1. Atom will have an associated machine readable OWL document that
defines each
of the objects and properties described in the Atom syntax spec,
with language
that mirrors that of the spec.
1.1 The IETF document is the final arbiter of any disputes
2. The Atom-OWL document will be placed at the namespace location of
the Atom spec.
2.1 it will be retrievable in full by requesting that http location
using the application/rdf+owl mime type
2.2 any of the atom properties or Entities definition will be
retrievable by
requesting the url of those entities in a web browser
2.3 a link to the atom-owl document will be placed from the IETF
spec to the
atom-owl document, specifying that a machine readable version
of the spec
is available at that location.
2.4 And vice versa the Atom-owl document will point to the IETF
spec as the
final arbiter of the meaning of the Atom-OWL document
3. Evolution of the Atom-OWL and Atom IETF specs
3.1 The aim is that any IETF Atom conformant document, be an RDF
document
as described by something like the transformation in [1]
3.1 during the evolution of the atom OWL development, the atom-owl
document
will be under the obligation to do anything it can within the
syntax
allowed by rdf and owl to map precisely the IETF document
3.2 If it is absolutely impossible for some aspect of atom-owl to
map the
IETF document, this should give some cause to think of revising
the IETF
spec so that such a mapping does become possible. This should
be rare.
4. An Atom extended document is an Atom document with additional name
spaced
elements the whole of which can be mapped into an RDF graph.
Henry Story
[1] http://www.imc.org/atom-syntax/mail-archive/msg11850.html
On 8 Jan 2005, at 19:49, Tim Bray wrote:
[On behalf of Paul and myself:]
The opinion has been forcefully expressed that Atom should adopt an
extensibility framework based partly or wholly, directly or
indirectly, on RDF. This idea is not unreasonable on the face of it.
Thus, the time has now come to put this into a concrete proposal.
Since we've talking about it for months, this shouldn't take long.
Would the advocates of this view please, by Monday January 17th, bring
the WG a proposal for its consideration. This could take one of these
forms:
- A Pace proposing extensibility-framework changes to the language of
the format draft. (Rob/Joe, any chance of getting that -04 draft I
know you're working on published Real Soon Now as a basis?)
- A new Internet-Draft that co-exists with the existing Atom drafts
that describes an extensibility framework.
- Both.
Note that if you do a Pace and it fails to obtain quick consensus, the
ideas may fall by the wayside; on the other hand, if you do an I-D
this may find a life of its own and wind its way to RFC-hood even if
people in the Atom community remain unconvinced that they need it.
Also, work on an I-D would be free of the distraction of Paul and I
snarling at everyone to finish it up and ship it right now :)
On the other hand, if the extensibility framework requires only a few
simple additions and/or changes to the existing drafts, and there's a
chance the WG will be OK with them, then that's probably a much better
way to go.
In any case, we've invested enough time arguing in the abstract.
Discussions on this subject which are not framed in terms of specific
language in specific documents will be ruled out of order by the
co-chairs starting Monday January 17th.

Requirements: From the text on Atom and RDF above, list every form that Tim Bray's message says the proposal could take.

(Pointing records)

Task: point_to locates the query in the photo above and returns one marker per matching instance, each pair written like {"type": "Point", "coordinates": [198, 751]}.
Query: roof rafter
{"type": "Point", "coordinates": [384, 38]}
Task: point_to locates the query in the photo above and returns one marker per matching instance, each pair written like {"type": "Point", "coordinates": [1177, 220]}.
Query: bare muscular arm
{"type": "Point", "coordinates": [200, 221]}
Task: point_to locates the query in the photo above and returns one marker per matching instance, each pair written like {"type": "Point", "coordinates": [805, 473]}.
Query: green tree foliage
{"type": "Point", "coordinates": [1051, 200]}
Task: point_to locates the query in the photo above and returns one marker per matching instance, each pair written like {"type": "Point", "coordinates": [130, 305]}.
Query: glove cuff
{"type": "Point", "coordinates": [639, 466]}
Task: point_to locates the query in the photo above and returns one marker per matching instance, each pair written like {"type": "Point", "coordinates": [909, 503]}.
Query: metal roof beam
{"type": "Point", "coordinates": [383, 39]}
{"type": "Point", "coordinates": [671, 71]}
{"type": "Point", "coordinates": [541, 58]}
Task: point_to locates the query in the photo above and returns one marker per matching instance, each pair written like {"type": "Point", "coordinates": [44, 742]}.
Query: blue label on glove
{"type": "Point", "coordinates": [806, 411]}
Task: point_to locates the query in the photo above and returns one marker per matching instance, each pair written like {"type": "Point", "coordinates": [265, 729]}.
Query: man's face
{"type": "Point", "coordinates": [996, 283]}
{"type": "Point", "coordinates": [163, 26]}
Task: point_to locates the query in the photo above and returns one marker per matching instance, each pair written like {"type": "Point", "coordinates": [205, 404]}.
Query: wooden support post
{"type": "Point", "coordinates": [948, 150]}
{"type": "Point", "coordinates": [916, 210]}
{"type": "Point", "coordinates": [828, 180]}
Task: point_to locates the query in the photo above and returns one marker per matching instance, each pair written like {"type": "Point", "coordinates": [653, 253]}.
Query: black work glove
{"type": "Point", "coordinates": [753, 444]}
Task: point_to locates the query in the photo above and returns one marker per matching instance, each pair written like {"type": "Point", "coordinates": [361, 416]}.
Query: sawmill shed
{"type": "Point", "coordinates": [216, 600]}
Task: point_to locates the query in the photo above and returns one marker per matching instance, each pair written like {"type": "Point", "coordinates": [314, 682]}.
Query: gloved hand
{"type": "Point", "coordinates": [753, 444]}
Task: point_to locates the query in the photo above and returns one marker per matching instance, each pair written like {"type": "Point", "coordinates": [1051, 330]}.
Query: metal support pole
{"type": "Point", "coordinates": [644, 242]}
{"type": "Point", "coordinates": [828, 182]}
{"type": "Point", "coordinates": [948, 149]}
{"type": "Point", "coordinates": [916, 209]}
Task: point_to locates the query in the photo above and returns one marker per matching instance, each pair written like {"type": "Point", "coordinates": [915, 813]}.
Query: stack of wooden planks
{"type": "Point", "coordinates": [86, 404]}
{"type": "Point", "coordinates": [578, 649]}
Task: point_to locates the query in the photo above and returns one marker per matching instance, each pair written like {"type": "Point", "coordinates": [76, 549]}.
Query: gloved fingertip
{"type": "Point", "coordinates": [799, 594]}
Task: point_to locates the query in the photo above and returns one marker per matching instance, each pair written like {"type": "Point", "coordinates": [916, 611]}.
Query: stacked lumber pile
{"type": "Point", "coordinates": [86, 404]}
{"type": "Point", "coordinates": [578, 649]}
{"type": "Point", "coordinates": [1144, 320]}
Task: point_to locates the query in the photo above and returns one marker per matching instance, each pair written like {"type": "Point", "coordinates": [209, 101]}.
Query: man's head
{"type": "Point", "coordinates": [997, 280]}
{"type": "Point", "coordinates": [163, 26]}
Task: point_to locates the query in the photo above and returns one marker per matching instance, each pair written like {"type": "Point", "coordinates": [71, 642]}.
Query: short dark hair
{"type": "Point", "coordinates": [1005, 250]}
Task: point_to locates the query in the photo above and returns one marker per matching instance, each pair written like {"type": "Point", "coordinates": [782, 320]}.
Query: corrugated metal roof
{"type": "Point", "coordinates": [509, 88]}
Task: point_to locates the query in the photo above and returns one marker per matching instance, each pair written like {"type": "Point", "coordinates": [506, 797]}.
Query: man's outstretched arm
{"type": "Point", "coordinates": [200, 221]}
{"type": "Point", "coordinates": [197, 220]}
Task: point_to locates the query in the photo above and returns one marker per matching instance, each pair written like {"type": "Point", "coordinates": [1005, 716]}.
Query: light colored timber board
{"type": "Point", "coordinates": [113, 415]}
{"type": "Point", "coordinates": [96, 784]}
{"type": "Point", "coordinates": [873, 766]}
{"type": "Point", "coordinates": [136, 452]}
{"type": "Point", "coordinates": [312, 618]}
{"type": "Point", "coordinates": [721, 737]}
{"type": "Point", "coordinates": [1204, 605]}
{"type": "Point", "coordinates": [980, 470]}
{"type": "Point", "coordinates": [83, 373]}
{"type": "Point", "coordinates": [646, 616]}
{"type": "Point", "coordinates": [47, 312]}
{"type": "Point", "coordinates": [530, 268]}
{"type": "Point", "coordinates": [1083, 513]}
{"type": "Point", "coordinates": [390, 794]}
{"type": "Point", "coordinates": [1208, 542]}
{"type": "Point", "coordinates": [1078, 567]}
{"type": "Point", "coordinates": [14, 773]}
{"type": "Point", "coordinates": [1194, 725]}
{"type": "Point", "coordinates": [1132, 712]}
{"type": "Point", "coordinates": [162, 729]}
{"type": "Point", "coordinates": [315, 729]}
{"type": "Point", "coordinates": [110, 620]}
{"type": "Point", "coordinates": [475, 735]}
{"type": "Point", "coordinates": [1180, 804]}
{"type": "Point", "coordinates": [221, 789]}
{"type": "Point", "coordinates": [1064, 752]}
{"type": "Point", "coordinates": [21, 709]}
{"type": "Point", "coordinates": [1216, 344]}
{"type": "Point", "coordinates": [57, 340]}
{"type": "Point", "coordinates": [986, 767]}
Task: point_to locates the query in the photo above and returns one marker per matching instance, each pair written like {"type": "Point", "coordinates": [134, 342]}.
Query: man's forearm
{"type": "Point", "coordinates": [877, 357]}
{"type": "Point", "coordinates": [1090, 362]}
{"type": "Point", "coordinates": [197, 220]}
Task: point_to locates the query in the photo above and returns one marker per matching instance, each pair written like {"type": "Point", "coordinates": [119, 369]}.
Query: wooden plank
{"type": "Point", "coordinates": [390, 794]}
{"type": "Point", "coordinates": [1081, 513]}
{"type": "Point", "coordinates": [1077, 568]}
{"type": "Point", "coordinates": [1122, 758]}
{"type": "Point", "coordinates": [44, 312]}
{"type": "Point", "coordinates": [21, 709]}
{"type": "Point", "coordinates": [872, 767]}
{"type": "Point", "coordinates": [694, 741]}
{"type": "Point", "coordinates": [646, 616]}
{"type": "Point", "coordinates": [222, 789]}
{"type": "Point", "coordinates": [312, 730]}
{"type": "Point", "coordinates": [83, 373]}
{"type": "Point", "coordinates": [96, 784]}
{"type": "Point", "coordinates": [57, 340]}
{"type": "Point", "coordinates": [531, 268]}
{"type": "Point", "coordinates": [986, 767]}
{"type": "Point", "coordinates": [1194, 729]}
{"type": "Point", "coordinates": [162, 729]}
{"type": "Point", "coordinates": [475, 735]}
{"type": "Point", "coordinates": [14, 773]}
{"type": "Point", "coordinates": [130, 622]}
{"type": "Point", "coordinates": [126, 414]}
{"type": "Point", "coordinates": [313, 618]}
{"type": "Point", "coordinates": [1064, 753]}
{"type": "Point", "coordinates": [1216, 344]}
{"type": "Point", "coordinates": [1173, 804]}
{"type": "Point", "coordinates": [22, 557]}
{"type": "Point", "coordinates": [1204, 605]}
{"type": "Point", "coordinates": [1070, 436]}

Correct result:
- A Pace proposing extensibility-framework changes to the language of the format draft
- A new Internet-Draft that co-exists with the existing Atom drafts and describes an extensibility framework
- Both